Texto para analizar:
+++++
Yo tenía 11.000 dólares y le dije a uno de los asaltantes que se los daba si salvaba a 25 niños. Pero entre ellos no estaban mis hijos, y tampoco entre los cadáveres. Estaba perdida, mis propios familiares habían matado a mi gente más querida, les rogué que también me mataran a mí, pero nadie quiso hacerlo. Entonces me fui a la capilla y me puse a gritarle a Dios y a reclamarle mis hijos.

Qué horror, lo siento.
Pero de repente oí una vocecita: «Mami, mami». Fue como un milagro. Se habían escondido debajo de la sacristía. Enterré los cadáveres, recogí a los 25 niños y huimos.

¿Lejos del país?
No. Yo tenía el remedio para el futuro: niños hutus y tutsis que se querían y protegían unos a otros. Nos instalamos en casa de unos cooperantes alemanes que habían huido. Si en la zona de los Grandes Lagos nos ayudamos todos, no tendremos que ir detrás del dinero de los belgas. Hay que darse cuenta de que el amor es muy creativo.

¿Y cómo pasó de 32 niños a 10.000?
Empezaron a llegar huérfanos, niños soldado y niños mutilados que nadie quería. En las 40 hectáreas que heredé de mi familia construí casitas para ellos. Yo no tengo orfanatos, tengo hogares y ellos son mis hijos. Los envío a estudiar al extranjero y luego vuelven y me ayudan. Son médicos, psicólogos, abogados, economistas...

¿Cómo los alimentaba?
Periodistas alemanes y belgas comenzaron a hacer reportajes sobre la loca de Burundi, que es como me llaman en mi país, y los europeos que había conocido de la universidad me enviaron dinero. Luego vino el dinero de los premios y la cooperación.

¿No volvió a sentirse amenazada?
Me amenazan todos los días porque hago declaraciones que molestan mucho. Hasta la Iglesia me considera non grata porque les pregunto: «¿Cómo pueden dejar morir a la gente? Ustedes deberían dar su vida por ellos, su silencio es cómplice». Es un milagro que aún esté viva. Le contaré una bonita historia.

Bien.
Uno de los hombres que vino a matarme es hoy mi chófer. Mientras él me apuntaba con la pistola le dije: «Eres demasiado guapo para ser un criminal. Ven y yo te enseño otro oficio que no sea el de matar, porque los que te han enviado tienen a sus hijos estudiando en Nueva York». Fue mi primer alumno del taller mecánico que creé para que los niños soldado aprendieran un oficio.

No entiendo por qué no la mataron.
Es un milagro. En otra ocasión detuvieron el autobús en el que viajaba. Nos tumbaron en el suelo y comenzaron a matarnos uno a uno. Cuando llegaron a mí, les dije: «He olvidado hacer testamento, acompáñenme y así le daré el dinero a alguien».
+++++
Datos extraídos:
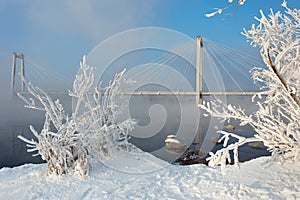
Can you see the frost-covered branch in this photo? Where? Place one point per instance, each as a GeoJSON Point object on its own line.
{"type": "Point", "coordinates": [91, 132]}
{"type": "Point", "coordinates": [277, 120]}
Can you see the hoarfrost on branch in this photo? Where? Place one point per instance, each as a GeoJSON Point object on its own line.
{"type": "Point", "coordinates": [277, 121]}
{"type": "Point", "coordinates": [68, 143]}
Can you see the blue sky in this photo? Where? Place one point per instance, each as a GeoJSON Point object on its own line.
{"type": "Point", "coordinates": [56, 34]}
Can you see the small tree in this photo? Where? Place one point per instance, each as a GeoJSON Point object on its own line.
{"type": "Point", "coordinates": [277, 121]}
{"type": "Point", "coordinates": [68, 143]}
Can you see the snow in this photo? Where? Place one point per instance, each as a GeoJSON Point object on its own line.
{"type": "Point", "coordinates": [140, 175]}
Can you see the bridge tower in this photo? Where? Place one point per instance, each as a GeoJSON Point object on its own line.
{"type": "Point", "coordinates": [13, 71]}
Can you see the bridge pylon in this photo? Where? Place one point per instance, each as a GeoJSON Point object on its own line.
{"type": "Point", "coordinates": [13, 71]}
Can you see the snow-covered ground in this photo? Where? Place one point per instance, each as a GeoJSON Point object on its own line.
{"type": "Point", "coordinates": [142, 176]}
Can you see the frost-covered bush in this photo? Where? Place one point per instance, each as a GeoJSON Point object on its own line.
{"type": "Point", "coordinates": [68, 143]}
{"type": "Point", "coordinates": [277, 121]}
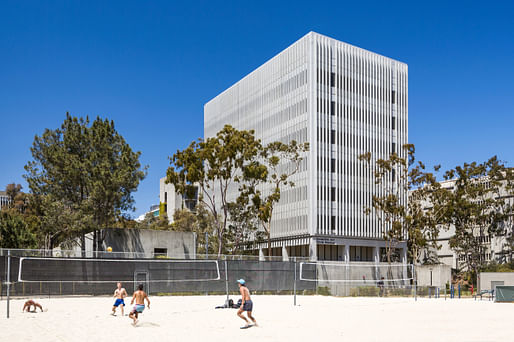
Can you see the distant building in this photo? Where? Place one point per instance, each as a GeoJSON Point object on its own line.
{"type": "Point", "coordinates": [172, 201]}
{"type": "Point", "coordinates": [494, 248]}
{"type": "Point", "coordinates": [344, 101]}
{"type": "Point", "coordinates": [148, 243]}
{"type": "Point", "coordinates": [4, 199]}
{"type": "Point", "coordinates": [154, 211]}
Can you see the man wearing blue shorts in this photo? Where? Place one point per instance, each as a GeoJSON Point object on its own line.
{"type": "Point", "coordinates": [120, 293]}
{"type": "Point", "coordinates": [246, 304]}
{"type": "Point", "coordinates": [139, 296]}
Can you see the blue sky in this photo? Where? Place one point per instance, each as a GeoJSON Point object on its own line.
{"type": "Point", "coordinates": [152, 65]}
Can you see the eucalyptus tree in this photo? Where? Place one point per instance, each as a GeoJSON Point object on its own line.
{"type": "Point", "coordinates": [216, 165]}
{"type": "Point", "coordinates": [409, 206]}
{"type": "Point", "coordinates": [87, 170]}
{"type": "Point", "coordinates": [478, 208]}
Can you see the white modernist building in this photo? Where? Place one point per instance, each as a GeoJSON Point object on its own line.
{"type": "Point", "coordinates": [344, 101]}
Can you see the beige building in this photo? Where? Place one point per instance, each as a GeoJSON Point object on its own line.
{"type": "Point", "coordinates": [494, 247]}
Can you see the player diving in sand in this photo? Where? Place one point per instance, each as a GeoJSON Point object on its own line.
{"type": "Point", "coordinates": [246, 304]}
{"type": "Point", "coordinates": [29, 303]}
{"type": "Point", "coordinates": [139, 296]}
{"type": "Point", "coordinates": [120, 293]}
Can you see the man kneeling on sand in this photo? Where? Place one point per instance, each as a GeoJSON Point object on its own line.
{"type": "Point", "coordinates": [29, 303]}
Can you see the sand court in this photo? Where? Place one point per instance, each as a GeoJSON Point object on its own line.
{"type": "Point", "coordinates": [194, 318]}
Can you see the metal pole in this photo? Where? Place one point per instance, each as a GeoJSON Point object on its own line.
{"type": "Point", "coordinates": [8, 279]}
{"type": "Point", "coordinates": [294, 287]}
{"type": "Point", "coordinates": [415, 283]}
{"type": "Point", "coordinates": [226, 279]}
{"type": "Point", "coordinates": [206, 245]}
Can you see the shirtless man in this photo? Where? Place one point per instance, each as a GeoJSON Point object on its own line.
{"type": "Point", "coordinates": [29, 303]}
{"type": "Point", "coordinates": [120, 293]}
{"type": "Point", "coordinates": [139, 296]}
{"type": "Point", "coordinates": [246, 304]}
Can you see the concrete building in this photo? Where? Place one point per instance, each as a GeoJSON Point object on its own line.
{"type": "Point", "coordinates": [172, 201]}
{"type": "Point", "coordinates": [344, 101]}
{"type": "Point", "coordinates": [154, 211]}
{"type": "Point", "coordinates": [494, 247]}
{"type": "Point", "coordinates": [4, 199]}
{"type": "Point", "coordinates": [147, 243]}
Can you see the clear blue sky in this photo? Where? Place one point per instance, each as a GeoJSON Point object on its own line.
{"type": "Point", "coordinates": [151, 65]}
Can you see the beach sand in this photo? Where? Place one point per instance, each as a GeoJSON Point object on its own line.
{"type": "Point", "coordinates": [316, 317]}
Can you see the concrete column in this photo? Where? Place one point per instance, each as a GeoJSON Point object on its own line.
{"type": "Point", "coordinates": [285, 256]}
{"type": "Point", "coordinates": [376, 254]}
{"type": "Point", "coordinates": [347, 253]}
{"type": "Point", "coordinates": [404, 255]}
{"type": "Point", "coordinates": [313, 250]}
{"type": "Point", "coordinates": [261, 255]}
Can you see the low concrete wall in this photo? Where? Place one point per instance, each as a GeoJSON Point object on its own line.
+++++
Pruébalo:
En la entrevista, ¿qué trabajo tiene hoy uno de los hombres que fueron a matar a la persona entrevistada?

Resultado:
Es su chófer.